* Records
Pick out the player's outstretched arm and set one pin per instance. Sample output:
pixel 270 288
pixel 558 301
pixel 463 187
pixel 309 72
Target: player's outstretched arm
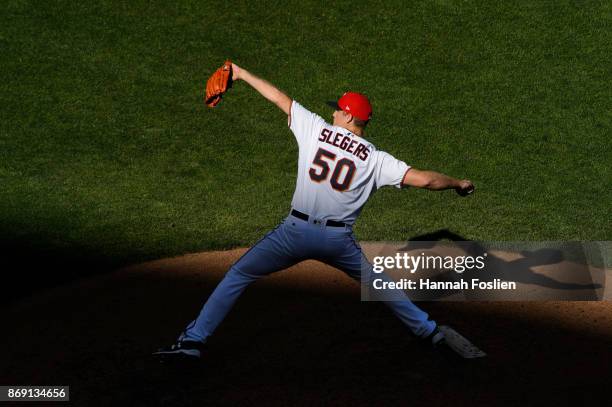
pixel 435 181
pixel 267 90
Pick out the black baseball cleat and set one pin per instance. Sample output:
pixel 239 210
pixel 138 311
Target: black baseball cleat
pixel 181 350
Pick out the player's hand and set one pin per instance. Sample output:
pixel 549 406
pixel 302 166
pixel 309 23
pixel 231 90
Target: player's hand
pixel 236 72
pixel 465 187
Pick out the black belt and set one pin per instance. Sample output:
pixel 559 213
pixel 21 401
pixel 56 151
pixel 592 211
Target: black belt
pixel 305 217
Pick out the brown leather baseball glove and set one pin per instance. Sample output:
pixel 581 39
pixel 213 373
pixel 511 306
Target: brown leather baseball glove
pixel 218 84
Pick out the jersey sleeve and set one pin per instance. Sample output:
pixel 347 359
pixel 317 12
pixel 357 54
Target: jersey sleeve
pixel 304 124
pixel 389 170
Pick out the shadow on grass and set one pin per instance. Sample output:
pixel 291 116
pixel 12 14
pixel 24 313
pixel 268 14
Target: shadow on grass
pixel 520 270
pixel 31 266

* What to produce
Reproduce every line of the data above without changes, leaving out the pictures.

* Answer for the task
Pick out the player's outstretched arm and set one pin per instance. Sample output:
pixel 270 288
pixel 558 301
pixel 463 187
pixel 309 72
Target: player's outstretched arm
pixel 435 181
pixel 267 90
Pick out the black baseball cleat and set one pin per instance. Sample output:
pixel 239 210
pixel 138 311
Target: black baseball cleat
pixel 181 350
Pick out the player's hand and set one pin per instance. Sample output:
pixel 549 406
pixel 302 166
pixel 309 23
pixel 231 90
Target: player's hand
pixel 236 72
pixel 465 187
Pick out the black belt and set one pin per instance. Sample output:
pixel 559 213
pixel 21 401
pixel 56 151
pixel 592 211
Target: black belt
pixel 305 217
Pick out the brown leather baseball glove and set one pin per instance. Sample output:
pixel 581 39
pixel 213 373
pixel 511 306
Target: brown leather baseball glove
pixel 218 84
Pick out the jersey sleeve and set one pin per instance. Sample output:
pixel 347 359
pixel 317 12
pixel 357 54
Target: jersey sleeve
pixel 304 124
pixel 389 170
Pick out the shadow on grass and set one pin per instance. Sample output:
pixel 291 116
pixel 12 14
pixel 24 313
pixel 268 14
Target: shadow on grass
pixel 520 270
pixel 31 266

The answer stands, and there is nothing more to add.